Top of INFORMATION GIVEN

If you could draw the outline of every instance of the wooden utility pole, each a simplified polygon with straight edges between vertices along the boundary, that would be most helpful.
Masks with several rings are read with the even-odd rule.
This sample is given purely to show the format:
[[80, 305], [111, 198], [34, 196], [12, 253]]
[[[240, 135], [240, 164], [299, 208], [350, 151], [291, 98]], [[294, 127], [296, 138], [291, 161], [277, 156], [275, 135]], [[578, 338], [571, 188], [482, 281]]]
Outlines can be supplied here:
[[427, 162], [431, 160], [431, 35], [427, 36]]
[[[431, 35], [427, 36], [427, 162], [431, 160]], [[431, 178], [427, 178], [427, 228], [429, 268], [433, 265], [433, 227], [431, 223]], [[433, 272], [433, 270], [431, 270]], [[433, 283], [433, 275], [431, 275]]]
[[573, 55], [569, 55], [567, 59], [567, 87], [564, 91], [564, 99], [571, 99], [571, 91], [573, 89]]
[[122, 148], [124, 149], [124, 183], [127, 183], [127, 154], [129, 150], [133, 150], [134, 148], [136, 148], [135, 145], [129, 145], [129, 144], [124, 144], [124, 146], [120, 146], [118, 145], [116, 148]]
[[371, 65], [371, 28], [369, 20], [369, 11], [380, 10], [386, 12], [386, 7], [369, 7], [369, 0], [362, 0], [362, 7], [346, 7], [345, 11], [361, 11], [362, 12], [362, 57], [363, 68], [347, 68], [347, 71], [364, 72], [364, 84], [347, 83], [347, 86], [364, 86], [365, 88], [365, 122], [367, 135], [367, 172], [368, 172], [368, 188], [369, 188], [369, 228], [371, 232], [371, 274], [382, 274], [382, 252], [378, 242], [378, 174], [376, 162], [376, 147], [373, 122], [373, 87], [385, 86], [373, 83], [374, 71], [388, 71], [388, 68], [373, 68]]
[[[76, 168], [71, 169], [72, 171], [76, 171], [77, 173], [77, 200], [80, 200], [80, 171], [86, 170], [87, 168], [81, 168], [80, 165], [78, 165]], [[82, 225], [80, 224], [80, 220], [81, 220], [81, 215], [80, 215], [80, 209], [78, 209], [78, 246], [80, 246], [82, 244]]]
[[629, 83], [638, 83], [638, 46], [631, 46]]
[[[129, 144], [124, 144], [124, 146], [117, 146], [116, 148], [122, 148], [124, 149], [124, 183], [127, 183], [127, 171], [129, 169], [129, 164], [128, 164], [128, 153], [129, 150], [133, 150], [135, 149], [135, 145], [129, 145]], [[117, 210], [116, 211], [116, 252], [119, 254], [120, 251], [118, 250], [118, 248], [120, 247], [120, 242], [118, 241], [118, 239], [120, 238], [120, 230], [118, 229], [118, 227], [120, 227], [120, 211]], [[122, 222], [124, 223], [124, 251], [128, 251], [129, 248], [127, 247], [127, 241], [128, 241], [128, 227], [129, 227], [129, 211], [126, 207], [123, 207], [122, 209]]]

Bottom of INFORMATION GIVEN

• REQUIREMENT:
Could every entry be given again exactly, with no line skipped?

• ANSWER:
If you could draw the outline of every instance of the wooden utility pole, each a simplified polygon with straight edges between vertices along the boundary, that would be most helpful.
Masks with several rings are read with the even-odd rule.
This sample is given purely to show the format:
[[80, 305], [111, 198], [34, 196], [12, 253]]
[[[240, 135], [240, 164], [299, 208], [350, 151], [291, 98]], [[294, 127], [296, 138], [291, 161], [277, 156], [275, 135]], [[578, 338], [571, 188], [482, 281]]]
Outlines can be supplied here:
[[427, 162], [431, 160], [431, 35], [427, 36]]
[[[431, 35], [427, 36], [427, 162], [431, 160]], [[431, 178], [427, 178], [427, 228], [429, 268], [433, 265], [433, 227], [431, 223]], [[433, 272], [433, 270], [431, 270]], [[433, 283], [433, 275], [431, 275]]]
[[573, 55], [569, 55], [567, 59], [567, 87], [564, 91], [564, 99], [571, 99], [571, 91], [573, 89]]
[[122, 148], [124, 149], [124, 183], [127, 183], [127, 154], [129, 150], [133, 150], [134, 148], [136, 148], [135, 145], [129, 145], [129, 144], [124, 144], [124, 146], [120, 146], [118, 145], [116, 148]]
[[371, 65], [371, 28], [369, 20], [369, 11], [380, 10], [386, 12], [386, 7], [369, 7], [369, 0], [362, 0], [362, 7], [346, 7], [345, 11], [361, 11], [362, 12], [362, 57], [363, 68], [347, 68], [347, 71], [364, 72], [364, 84], [347, 83], [347, 86], [364, 86], [365, 88], [365, 122], [367, 135], [367, 172], [368, 172], [368, 188], [369, 188], [369, 228], [371, 232], [371, 274], [382, 274], [382, 252], [378, 242], [378, 174], [376, 162], [376, 147], [373, 122], [373, 87], [385, 86], [373, 83], [374, 71], [388, 71], [388, 68], [373, 68]]
[[[76, 168], [71, 169], [72, 171], [76, 171], [77, 173], [77, 200], [80, 200], [80, 171], [86, 170], [87, 168], [81, 168], [80, 165], [78, 165]], [[82, 225], [80, 224], [80, 220], [81, 220], [81, 215], [80, 215], [80, 209], [78, 209], [78, 246], [80, 246], [82, 244]]]
[[629, 83], [638, 83], [638, 46], [631, 46]]
[[[129, 144], [124, 144], [124, 146], [117, 146], [116, 148], [122, 148], [124, 149], [124, 183], [127, 183], [127, 171], [129, 169], [129, 164], [128, 164], [128, 153], [129, 150], [133, 150], [135, 149], [135, 145], [129, 145]], [[117, 210], [116, 211], [116, 252], [119, 254], [120, 251], [118, 250], [118, 248], [120, 247], [120, 242], [118, 241], [118, 239], [120, 238], [120, 230], [118, 229], [118, 227], [120, 227], [120, 211]], [[122, 222], [124, 223], [124, 251], [128, 251], [129, 248], [127, 247], [127, 241], [128, 241], [128, 227], [129, 227], [129, 211], [126, 207], [123, 207], [122, 209]]]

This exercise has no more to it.